Week 3 | Identify variables & Tidy data

Class Details

📅 Date: 20 March, 2025
Time: 09:30h - 11:30h
📖 Synopsis: Extract experimental details from text, format tidy tables, and reverse engineer study design from tidy tables.


Experimental Designs

1. Controlled Experiment

  • Description: Researcher manipulates one or more variables while keeping others constant.
  • Example: Adjusting pH levels in aquaria and measuring coral growth.
  • Strengths: Clear cause-effect relationships, high internal validity.
  • Limitations: May lack realism in natural environments.

2. Observational Study

  • Description: No manipulation; variables are observed as they naturally occur.
  • Example: Comparing fish diversity in protected vs. unprotected areas.
  • Types:
    • Cross-sectional: Single point in time.
    • Longitudinal (Time-series): Data collected over time.
  • Strengths: Realistic, practical.
  • Limitations: Cannot infer causation definitively.

3. Correlational Study

  • Description: Measures the relationship between variables without manipulation.
  • Example: Monitoring algal biomass and oxygen levels to detect patterns.
  • Strengths: Good for detecting associations.
  • Limitations: No causal conclusions.

4. Randomized Controlled Trial (RCT)

  • Description: Random assignment of subjects/units to treatments and control.
  • Example: Randomly assigning noise levels to dolphin enclosures.
  • Strengths: Minimizes bias, strong causal inference.
  • Limitations: Logistically complex in the field.

● **Dataset entries**:
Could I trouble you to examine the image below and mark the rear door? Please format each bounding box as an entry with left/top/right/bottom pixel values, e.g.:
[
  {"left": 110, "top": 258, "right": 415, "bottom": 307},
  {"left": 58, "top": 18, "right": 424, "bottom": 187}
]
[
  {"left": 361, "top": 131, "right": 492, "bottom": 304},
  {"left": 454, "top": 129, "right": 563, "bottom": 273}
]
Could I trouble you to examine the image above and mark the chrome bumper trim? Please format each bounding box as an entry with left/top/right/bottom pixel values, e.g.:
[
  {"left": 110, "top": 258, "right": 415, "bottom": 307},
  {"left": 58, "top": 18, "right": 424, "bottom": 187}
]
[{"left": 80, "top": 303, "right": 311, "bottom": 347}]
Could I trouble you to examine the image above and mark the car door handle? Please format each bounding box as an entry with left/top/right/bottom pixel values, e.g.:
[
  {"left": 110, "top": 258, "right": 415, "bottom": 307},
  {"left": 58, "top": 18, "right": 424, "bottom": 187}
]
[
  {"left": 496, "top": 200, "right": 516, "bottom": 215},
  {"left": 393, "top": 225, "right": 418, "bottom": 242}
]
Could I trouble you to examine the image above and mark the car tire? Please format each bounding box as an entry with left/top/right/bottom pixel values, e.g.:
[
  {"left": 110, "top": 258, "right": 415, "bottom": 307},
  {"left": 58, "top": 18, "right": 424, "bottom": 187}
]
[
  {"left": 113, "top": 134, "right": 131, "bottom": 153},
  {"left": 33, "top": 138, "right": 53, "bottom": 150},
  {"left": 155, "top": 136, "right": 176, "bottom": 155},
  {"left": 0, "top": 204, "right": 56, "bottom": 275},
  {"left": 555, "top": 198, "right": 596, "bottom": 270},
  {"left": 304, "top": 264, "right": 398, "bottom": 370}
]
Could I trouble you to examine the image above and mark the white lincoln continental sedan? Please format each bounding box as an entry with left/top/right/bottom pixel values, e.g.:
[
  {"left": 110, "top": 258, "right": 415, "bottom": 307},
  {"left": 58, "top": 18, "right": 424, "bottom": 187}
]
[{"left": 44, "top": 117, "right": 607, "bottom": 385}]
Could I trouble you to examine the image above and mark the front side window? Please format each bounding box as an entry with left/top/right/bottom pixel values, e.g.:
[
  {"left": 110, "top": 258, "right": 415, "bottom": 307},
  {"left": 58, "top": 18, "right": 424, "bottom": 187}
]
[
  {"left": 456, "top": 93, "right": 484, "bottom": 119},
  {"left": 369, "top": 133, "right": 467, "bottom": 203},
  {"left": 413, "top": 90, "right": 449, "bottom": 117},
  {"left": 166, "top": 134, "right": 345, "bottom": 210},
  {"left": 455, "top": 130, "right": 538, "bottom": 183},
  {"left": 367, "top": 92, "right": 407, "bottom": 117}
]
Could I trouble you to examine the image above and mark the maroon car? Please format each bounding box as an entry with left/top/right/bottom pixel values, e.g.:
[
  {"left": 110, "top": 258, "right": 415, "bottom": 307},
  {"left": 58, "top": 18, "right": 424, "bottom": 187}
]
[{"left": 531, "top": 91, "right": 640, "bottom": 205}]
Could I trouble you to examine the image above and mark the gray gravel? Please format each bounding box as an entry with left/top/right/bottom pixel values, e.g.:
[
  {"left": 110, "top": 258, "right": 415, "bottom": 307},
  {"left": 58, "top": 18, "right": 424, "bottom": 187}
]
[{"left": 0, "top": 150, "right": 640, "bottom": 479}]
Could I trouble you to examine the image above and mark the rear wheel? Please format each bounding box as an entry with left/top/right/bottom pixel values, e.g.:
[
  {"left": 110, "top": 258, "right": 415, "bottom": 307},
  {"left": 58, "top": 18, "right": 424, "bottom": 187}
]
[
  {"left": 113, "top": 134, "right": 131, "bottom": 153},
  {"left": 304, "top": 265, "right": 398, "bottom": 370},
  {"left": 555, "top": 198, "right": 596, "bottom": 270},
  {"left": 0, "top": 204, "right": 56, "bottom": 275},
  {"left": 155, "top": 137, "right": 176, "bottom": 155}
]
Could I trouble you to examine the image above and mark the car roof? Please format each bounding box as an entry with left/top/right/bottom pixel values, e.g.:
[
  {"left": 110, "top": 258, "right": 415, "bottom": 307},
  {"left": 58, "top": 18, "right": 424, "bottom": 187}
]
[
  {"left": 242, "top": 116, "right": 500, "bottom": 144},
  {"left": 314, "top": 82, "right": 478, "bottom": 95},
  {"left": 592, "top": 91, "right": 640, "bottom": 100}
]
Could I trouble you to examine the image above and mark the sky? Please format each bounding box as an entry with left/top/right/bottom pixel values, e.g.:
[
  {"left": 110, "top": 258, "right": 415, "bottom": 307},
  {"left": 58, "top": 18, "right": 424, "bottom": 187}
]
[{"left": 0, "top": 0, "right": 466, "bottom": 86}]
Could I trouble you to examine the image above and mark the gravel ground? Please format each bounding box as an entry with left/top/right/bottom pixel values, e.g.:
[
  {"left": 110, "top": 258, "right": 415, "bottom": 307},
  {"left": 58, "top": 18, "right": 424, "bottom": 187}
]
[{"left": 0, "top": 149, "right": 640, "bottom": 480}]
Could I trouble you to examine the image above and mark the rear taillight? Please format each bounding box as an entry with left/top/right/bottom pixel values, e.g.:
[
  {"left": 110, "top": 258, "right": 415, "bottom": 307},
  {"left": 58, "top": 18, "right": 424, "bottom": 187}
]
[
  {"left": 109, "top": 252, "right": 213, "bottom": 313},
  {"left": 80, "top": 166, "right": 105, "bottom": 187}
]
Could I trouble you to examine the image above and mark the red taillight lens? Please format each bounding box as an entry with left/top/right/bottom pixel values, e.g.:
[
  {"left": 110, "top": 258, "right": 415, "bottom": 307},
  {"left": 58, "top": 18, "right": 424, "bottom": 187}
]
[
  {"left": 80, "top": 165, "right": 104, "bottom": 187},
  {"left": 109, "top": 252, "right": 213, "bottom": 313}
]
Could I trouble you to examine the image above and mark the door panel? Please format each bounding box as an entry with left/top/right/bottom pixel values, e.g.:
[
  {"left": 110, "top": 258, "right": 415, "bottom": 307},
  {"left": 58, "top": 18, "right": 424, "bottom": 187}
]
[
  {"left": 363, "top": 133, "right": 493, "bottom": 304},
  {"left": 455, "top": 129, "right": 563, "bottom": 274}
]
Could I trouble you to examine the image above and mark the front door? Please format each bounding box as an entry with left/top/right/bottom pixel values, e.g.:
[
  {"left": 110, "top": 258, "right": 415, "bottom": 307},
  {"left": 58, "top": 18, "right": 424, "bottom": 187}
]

● **Exercise aim**: Resume the Week 3 class notes on experimental designs, starting after the entry on randomized controlled trials.

● **Answer box**:
5. Factorial Design

  • Description: Tests multiple independent variables simultaneously.
  • Example: Testing combined effects of temperature and salinity on zooplankton.
  • Strengths: Identifies interaction effects between variables.
  • Limitations: Requires more samples.

6. Before-After Control-Impact (BACI) Design

  • Description: Compares conditions before and after an impact at both affected and control sites.
  • Example: Measuring water quality before and after coastal development.
  • Strengths: Controls for natural variability.
  • Limitations: Requires baseline data.

7. Natural Experiment

  • Description: Utilizes naturally occurring events as treatments.
  • Example: Studying fish populations after a hurricane.
  • Strengths: High ecological validity.
  • Limitations: Limited control over variables.

Goal | This exercise aims at training students to critically extract key experimental details from textual descriptions.

Instructions | Read each narrative description carefully. For each one, identify:

  • Experimental Design (check the Experimental Designs tab)
  • Independent Variable(s)
  • Dependent Variable(s)
  • Control Variable(s) (if applicable)

Example 1: Ocean Acidification on Coral Growth

Researchers want to test how increased ocean acidification affects the growth of a common coral species. They set up three aquaria with seawater at different pH levels: 8.1 (current ocean pH), 7.8, and 7.5. Identical coral fragments are placed in each aquarium, and all tanks are kept under the same light and temperature conditions. After six months, they measure the calcification rate of the corals.

  • Experimental Design: Controlled laboratory experiment with three treatment groups.
  • Independent Variable: pH level of seawater (8.1, 7.8, 7.5)
  • Dependent Variable: Coral calcification rate (growth)
  • Control Variables: Light intensity, water temperature, coral species and fragment size, nutrient levels.

Example 2: Marine Protected Areas and Fish Biodiversity

A team surveys fish species diversity in 10 marine protected areas (MPAs) and compares it with 10 nearby unprotected coastal sites. Surveys are conducted using the same underwater visual census method at all locations during the same season.

  • Experimental Design: Observational comparative study (between protected and unprotected areas)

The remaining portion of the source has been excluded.